*WHAT THE EXERCISE ASKS*
For each line of the material, check for the string "below"; then state how many lines had it, giving only the number.
#### ENTRIES SHOWN
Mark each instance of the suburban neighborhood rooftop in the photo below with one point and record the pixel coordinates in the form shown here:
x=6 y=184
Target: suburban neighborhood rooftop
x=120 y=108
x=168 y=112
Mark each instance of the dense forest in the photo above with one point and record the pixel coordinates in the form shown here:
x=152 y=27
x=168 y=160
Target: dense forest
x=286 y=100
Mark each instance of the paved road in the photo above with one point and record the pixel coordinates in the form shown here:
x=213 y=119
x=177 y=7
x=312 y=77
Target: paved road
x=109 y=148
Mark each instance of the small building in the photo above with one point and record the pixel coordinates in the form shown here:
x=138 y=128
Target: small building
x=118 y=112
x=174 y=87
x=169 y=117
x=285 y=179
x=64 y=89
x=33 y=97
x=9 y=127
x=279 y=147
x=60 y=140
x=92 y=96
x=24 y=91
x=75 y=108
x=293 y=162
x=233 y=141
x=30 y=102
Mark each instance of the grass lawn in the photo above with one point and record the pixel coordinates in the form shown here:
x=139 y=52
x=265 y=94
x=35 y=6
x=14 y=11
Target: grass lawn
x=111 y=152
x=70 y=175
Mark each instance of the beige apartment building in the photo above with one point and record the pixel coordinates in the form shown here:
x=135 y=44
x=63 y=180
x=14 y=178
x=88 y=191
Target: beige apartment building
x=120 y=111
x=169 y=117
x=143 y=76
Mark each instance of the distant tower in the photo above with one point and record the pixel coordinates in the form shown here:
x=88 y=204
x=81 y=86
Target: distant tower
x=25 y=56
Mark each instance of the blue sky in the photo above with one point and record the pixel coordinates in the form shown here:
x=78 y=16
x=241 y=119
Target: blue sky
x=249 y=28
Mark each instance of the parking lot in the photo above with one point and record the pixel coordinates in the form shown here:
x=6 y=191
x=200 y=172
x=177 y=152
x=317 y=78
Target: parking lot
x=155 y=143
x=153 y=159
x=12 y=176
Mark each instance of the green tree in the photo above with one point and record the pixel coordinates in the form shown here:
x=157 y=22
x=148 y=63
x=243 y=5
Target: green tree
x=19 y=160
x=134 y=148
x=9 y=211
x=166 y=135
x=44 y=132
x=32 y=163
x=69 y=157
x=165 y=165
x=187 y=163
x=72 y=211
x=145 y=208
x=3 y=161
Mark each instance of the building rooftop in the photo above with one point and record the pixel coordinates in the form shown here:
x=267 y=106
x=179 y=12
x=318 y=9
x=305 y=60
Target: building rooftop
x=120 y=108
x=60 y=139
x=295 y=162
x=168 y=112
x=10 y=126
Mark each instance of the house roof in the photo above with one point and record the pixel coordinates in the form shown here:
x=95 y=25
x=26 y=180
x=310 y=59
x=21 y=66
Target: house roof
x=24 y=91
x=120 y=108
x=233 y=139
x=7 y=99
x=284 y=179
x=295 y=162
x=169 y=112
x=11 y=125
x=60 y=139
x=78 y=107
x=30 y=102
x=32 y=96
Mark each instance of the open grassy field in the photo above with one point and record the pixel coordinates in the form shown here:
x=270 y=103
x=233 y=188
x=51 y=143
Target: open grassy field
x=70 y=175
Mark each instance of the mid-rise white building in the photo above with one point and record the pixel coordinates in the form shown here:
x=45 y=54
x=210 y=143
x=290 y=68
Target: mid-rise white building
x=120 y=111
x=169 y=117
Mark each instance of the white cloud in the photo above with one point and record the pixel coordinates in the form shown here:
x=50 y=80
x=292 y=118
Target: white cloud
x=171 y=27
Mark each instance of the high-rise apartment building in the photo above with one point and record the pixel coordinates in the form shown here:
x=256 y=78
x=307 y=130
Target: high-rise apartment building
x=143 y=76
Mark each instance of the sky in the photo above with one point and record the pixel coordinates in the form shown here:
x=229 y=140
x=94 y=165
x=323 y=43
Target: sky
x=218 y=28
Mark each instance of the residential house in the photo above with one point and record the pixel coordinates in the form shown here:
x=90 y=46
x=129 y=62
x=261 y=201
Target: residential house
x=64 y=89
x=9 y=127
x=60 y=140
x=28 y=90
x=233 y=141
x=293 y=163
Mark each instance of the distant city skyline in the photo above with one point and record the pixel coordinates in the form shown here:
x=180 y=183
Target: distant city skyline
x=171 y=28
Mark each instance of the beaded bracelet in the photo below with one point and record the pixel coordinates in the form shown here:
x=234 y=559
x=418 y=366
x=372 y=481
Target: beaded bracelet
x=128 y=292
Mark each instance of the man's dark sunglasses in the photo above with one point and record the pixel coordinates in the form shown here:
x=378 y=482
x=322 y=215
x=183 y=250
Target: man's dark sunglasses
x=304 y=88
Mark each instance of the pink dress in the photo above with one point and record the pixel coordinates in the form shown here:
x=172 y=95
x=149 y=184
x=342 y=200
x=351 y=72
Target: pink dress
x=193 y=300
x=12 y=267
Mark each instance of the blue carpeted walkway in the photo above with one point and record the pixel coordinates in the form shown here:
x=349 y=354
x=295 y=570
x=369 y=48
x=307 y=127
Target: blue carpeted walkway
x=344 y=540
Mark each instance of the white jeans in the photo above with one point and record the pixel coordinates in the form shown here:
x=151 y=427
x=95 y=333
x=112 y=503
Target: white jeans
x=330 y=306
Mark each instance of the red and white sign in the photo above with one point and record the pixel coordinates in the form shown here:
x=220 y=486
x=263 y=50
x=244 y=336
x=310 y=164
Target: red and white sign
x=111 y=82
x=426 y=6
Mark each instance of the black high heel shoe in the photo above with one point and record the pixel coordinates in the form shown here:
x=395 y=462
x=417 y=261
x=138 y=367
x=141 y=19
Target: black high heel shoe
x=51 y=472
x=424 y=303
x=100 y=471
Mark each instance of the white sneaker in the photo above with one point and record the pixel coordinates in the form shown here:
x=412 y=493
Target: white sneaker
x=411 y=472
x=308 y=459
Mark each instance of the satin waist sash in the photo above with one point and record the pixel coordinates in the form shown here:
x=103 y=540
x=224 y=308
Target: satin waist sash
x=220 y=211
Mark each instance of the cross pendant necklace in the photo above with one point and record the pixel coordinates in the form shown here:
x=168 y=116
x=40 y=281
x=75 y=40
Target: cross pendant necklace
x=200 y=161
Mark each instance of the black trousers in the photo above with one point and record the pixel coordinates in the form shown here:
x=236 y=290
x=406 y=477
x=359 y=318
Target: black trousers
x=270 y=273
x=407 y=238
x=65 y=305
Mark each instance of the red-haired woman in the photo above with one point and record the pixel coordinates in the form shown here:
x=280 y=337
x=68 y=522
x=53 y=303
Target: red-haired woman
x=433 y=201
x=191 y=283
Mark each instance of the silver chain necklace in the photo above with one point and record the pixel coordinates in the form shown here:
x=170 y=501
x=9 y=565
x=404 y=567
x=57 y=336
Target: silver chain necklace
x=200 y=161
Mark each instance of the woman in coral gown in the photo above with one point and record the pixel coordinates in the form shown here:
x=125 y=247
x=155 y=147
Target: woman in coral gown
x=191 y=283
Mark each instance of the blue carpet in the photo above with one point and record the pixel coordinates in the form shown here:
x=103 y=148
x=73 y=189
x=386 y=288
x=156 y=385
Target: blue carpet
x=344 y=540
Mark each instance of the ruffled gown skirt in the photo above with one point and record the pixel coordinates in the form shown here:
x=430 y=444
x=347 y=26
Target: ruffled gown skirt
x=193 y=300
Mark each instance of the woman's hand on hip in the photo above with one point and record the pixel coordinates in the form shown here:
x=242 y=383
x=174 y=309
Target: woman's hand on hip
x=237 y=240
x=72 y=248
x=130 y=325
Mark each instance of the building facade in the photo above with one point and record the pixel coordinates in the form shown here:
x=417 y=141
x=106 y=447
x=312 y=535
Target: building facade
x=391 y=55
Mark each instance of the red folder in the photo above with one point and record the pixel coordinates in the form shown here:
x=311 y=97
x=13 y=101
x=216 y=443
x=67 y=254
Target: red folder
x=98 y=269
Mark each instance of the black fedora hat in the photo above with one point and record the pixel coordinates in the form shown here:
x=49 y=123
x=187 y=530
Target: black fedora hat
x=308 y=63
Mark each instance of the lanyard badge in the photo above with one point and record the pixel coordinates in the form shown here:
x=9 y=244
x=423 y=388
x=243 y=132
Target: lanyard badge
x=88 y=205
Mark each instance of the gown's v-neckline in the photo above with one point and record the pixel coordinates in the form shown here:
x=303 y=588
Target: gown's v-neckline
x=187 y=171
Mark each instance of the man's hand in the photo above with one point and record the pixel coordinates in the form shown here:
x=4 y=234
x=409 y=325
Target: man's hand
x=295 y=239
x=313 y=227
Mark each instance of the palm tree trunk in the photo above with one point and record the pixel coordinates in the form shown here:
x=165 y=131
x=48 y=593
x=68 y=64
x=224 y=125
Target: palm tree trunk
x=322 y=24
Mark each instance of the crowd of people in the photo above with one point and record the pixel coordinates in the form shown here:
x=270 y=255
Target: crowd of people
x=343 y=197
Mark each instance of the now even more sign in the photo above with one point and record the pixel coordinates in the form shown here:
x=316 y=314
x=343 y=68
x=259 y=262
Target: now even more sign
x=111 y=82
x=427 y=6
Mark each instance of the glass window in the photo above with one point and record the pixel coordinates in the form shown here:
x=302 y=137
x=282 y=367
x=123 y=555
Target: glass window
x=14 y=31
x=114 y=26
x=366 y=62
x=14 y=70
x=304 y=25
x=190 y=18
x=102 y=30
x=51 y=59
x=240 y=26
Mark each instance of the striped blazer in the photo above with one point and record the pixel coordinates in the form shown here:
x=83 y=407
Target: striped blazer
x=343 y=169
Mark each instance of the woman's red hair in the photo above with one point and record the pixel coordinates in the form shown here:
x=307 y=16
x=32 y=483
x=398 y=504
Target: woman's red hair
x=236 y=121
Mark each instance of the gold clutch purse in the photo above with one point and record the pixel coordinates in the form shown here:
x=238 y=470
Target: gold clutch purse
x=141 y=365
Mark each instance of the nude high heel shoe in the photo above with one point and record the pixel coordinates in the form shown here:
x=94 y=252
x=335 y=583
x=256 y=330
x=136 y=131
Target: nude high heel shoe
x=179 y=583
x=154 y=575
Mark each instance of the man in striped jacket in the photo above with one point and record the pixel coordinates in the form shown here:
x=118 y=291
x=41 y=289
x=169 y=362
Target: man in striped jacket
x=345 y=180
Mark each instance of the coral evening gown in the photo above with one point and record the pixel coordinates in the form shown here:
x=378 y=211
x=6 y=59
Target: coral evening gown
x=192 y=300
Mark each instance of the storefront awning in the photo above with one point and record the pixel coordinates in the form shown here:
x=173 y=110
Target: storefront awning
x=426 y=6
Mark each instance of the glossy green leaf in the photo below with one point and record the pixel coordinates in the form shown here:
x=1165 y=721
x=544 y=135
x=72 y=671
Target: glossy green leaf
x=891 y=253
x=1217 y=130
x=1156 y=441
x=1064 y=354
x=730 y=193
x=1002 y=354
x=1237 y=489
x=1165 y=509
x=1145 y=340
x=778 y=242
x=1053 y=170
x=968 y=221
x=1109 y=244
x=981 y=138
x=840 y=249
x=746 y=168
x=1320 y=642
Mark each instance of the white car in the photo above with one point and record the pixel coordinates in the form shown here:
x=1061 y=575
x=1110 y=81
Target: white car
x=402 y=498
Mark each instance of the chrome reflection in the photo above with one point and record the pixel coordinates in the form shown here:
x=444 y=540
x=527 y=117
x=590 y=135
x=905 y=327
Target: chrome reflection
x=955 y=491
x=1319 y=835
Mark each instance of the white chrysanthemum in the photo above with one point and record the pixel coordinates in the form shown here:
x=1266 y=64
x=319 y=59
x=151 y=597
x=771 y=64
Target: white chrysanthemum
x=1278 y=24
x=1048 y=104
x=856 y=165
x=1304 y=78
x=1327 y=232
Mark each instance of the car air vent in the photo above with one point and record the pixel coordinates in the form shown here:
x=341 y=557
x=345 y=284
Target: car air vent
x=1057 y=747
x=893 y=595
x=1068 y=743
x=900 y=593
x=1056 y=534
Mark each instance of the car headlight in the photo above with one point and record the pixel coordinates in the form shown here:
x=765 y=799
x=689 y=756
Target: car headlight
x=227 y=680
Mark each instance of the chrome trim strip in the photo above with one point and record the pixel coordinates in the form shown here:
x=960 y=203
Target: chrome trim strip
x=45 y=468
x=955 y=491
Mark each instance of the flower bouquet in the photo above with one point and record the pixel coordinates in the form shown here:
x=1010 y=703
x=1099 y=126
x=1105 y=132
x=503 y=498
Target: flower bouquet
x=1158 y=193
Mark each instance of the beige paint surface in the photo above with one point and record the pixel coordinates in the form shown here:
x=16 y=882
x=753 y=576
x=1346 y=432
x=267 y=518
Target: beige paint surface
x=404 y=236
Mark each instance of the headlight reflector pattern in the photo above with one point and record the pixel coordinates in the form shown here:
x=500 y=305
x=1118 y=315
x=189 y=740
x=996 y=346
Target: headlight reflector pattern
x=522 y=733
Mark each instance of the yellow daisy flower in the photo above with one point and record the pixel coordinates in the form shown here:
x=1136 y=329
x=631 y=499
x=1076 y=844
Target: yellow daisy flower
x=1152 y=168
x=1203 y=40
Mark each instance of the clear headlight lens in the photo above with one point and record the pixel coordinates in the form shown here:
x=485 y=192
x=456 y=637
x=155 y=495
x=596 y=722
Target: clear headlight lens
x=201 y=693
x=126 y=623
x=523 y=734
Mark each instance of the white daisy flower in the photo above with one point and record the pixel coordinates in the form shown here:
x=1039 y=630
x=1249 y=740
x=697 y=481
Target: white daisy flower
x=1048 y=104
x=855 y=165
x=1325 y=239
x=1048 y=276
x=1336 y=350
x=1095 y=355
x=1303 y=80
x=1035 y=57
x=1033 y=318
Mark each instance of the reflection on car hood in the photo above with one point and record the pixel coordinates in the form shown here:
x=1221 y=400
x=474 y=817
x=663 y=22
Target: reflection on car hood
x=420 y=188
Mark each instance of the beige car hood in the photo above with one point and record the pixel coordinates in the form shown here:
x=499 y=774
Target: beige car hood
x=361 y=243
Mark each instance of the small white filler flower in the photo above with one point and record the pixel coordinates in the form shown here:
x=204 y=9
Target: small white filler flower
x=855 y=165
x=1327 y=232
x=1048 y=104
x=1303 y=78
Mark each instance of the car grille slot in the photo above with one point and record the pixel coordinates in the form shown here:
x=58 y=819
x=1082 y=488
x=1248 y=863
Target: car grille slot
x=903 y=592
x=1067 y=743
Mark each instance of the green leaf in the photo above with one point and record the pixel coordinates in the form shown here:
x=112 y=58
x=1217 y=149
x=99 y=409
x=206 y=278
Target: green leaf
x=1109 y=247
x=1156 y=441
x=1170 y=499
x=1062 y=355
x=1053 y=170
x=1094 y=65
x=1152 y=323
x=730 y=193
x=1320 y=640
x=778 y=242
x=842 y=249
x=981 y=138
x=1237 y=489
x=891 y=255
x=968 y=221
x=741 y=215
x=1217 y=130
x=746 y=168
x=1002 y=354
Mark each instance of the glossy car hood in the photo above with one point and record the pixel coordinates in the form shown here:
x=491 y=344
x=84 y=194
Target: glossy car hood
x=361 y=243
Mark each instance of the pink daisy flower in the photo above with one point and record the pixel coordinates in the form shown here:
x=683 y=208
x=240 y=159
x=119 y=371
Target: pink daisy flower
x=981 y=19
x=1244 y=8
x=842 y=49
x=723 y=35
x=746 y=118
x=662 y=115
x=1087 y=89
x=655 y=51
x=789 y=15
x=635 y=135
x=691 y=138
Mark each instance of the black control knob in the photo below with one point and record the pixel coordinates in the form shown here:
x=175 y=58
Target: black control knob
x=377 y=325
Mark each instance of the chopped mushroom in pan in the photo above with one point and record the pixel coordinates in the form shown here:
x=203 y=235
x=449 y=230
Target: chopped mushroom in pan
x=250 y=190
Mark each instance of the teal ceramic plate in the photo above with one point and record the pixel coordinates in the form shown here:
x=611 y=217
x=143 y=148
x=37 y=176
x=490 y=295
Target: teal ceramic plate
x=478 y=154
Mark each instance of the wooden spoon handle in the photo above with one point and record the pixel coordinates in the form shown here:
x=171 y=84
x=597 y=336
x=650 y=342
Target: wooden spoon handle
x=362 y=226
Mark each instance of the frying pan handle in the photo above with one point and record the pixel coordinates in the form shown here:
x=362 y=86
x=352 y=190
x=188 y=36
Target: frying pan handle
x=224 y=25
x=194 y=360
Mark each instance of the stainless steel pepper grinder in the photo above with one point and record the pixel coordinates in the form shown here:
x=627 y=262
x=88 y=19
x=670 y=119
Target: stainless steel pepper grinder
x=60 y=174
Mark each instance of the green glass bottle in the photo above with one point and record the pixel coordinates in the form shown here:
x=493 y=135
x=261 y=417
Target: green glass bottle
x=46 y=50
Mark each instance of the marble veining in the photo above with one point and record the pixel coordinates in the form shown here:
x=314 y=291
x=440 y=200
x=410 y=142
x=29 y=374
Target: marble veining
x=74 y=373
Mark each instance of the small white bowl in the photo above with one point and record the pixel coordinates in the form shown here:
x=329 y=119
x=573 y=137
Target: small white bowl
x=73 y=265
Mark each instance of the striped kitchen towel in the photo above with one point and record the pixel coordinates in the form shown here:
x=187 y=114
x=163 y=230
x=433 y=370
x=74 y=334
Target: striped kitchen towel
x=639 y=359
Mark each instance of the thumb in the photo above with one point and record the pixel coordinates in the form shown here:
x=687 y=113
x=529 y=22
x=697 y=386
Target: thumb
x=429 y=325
########
*RESPONSE BOX*
4